Retome a resenha sobre Retrato do Artista Quando Jovem Cão, de Dylan Thomas, e continue o texto a partir do ponto em que ela termina.
━━ TRECHO FORNECIDO ━━
Dylan Thomas (1914-1953) teve uma vida curta e intensa, trabalhando como repórter, profissão que lhe possibilitou viajar pela Europa e pelos Estados Unidos, sendo que, na Segunda Guerra, passou na BBC de Londres, e sua produção, como citei em outra resenha, tem dois momentos chaves: a poesia, com o Collected poems (Poemas reunidos) e o volume de contos que farei aqui uma pequena digressão, Retrato do Artista Quando Jovem Cão, que é uma espécie de versão própria do autor para Dublinenses de James Joyce.
 
Ainda em sua obra, em Dylan Thomas podemos ainda citar que ele fez romances, roteiros para cinema, e também documentários. Ele também foi referência no comportamento como um dos antecessores principais do que viria a ser chamada de a geração beat. Participou de movimentos, o que o levou a um tipo de sucesso que lhe permitiu ganhar prêmios literários, com inúmeras conferências em universidades, tornando-se uma celebridade, via pela qual ele seduziu seu público como escritor e homem de boêmia.
 
Retrato do Artista Quando Jovem Cão, publicado pela primeira vez em 1940, é sua primeira obra editada no Brasil, e é considerada um dos maiores exemplares da prosa poética de Dylan Thomas, com seu caráter moderno de narrativa ligada ao cotidiano autobiográfico do autor, que é uma literatura moderna, com a fonte de Dublinenses se tornado, contudo, outro exemplar original, mesmo com esta referência joycenana até no título do volume de contos.
 
Autobiografia
 
A veia evidentemente autobiográfica do autor nestes contos se dá pelo fato de ser uma sucessão de acontecimentos que seguem a mesma cronologia feita por Joyce em Dublinenses, isto é, infância, adolescência e início da vida adulta. Os contos, que em Joyce podemos encaixar na narrativa realista e naturalista, por vezes, aqui com Dylan Thomas, contudo, temos algo como um apanhado que flerta com o surrealismo e o humor.
 
Escritor de veia sonhadora, Dylan Thomas é um escritor atento à sonoridade das palavras e de um estilo que ganhou um caráter totalmente pessoal, pois a literatura tem dessas noções que colocam o escritor num mundo referencial, ou seja, aqui os contos de Thomas partem da matriz joyceana, para ganhar o que o escritor na verdade busca: sua voz própria. E nestes contos Dylan Thomas toma Joyce no esquema (a sucessão das idades e talvez o tom autobiográfico) para depois ter em sua originalidade na fronteira surrealista e de humor que lhe dão o toque Dylan Thomas de escrita e estilo, que já não é nada o Joyce de Dublinenses.
 
Pois Dylan Thomas é daqueles fantásticos e surpreendentes autores que têm o raro dom de encantar e conquistar o leitor, deixando-lhe a ótima impressão de estar diante de uma obra fundamental para a literatura mundial, com esta intersecção irlandesa e inglesa que só uma biografia como a de Dylan Thomas produziu, e que na verdade é uma cisão entre Gales e a Inglaterra, o veio irlandês entra aqui como a face inspiradora das letras joyceanas. Sua obra é indispensável, e este volume de contos não está fora deste caudal original, que toma para si Joyce, e desemboca no si próprio autobiográfico chamado Dylan Thomas.
━━━
━━ DADOS FORNECIDOS ━━
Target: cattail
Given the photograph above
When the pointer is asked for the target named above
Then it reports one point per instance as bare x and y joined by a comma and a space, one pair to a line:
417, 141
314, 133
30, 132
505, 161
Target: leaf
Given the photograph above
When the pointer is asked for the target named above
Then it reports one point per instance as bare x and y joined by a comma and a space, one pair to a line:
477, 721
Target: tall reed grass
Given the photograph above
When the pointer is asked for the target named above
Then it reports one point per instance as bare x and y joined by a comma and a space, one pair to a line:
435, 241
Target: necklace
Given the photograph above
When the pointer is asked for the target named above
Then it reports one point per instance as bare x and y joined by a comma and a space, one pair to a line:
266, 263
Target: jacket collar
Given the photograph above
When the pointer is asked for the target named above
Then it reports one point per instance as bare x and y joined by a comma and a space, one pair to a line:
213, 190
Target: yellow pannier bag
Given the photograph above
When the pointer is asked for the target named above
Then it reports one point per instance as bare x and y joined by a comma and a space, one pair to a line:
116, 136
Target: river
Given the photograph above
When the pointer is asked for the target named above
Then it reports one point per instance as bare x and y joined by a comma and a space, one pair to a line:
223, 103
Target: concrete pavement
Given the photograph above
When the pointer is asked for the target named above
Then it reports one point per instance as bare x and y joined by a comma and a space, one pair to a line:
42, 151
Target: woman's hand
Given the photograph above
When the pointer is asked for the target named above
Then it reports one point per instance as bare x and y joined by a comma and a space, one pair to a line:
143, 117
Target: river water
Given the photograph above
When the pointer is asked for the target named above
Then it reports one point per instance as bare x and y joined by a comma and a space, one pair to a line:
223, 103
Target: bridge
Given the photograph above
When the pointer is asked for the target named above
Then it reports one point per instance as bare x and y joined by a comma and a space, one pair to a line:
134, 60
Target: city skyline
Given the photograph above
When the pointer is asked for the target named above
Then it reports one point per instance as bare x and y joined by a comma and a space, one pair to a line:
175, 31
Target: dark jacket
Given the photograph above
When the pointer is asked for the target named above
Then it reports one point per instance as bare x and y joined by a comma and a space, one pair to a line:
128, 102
━━━
* **RESULTADO DA TAREFA**:
 
Conto e poesia
 
Pois um dos sentidos depreendidos é o de que a prosa de Dylan Thomas é um prolongamento de sua poesia, ou ainda, uma das vias que este caminho literário tomou para si, pois entre o conto e a poesia, não há necessariamente uma descontinuidade, os temas são parelhos numa mesma via ou caminho, pois quando lemos Dylan Thomas, temos o termo simbolista e moderno em sua poesia, e a matriz joyceana do cotidiano irlandês que logo se arvora em um caráter surrealista de pena própria, a escrita que ganha voz única, e na poesia e conto de Dylan Thomas falamos de uma continuidade entre uma matriz e outra, o escritor tem uma unidade firme em sua obra, tanto que se destaca em ambas.
 
A prosa de Dylan Thomas, portanto, é uma visitante de sua poesia, e é uma visita ilustríssima, com a mesma propriedade de sua poesia, não há queda de qualidade entre ambas, pois o escritor, para além até da prosa e poesia, mantém seu domínio e suas conquistas também como grande roteirista que foi, isto é, Dylan Thomas tem amplo território, e não se fez de pequeno, pois queria ser até “mais do que Keats foi”. Sua prosa, então, convive com sua poesia, e sua poesia lhe dá as entranhas do que serão os seus contos, isto é, quando se lhe conhece a tessitura poética, os contos são mesmo um prolongamento do que havia feito em versos, a mesma veia artística lhe possui do início ao fim em poesia, e que detona um caudal autobiográfico como prosa.
 
As short stories deste Retrato do Artista Quando Jovem Cão (cujo título pega velado tributo à influência que sobre o autor exerceu a revolucionária prosa de Joyce, embora Thomas evasivamente o negue), revelam um escritor em estado de contínua insubordinação contra cânones a princípio realistas (daí a possível ruptura com a matriz, por suposta, de Joyce) e contra os limites racionais que lhe impunham também os cânones sintáticos e vocabulares da língua inglesa, como se vê, por exemplo, em suas duas outras coletâneas de contos, ambas de publicação póstuma, Quite early one morning (Certa manhã, bem cedo, 1954) e A prospect of the sea (Uma visita para o mar, 1955), e em seu romance inacabado Adventures in the skin trade (Aventuras no comércio de peles, 1955).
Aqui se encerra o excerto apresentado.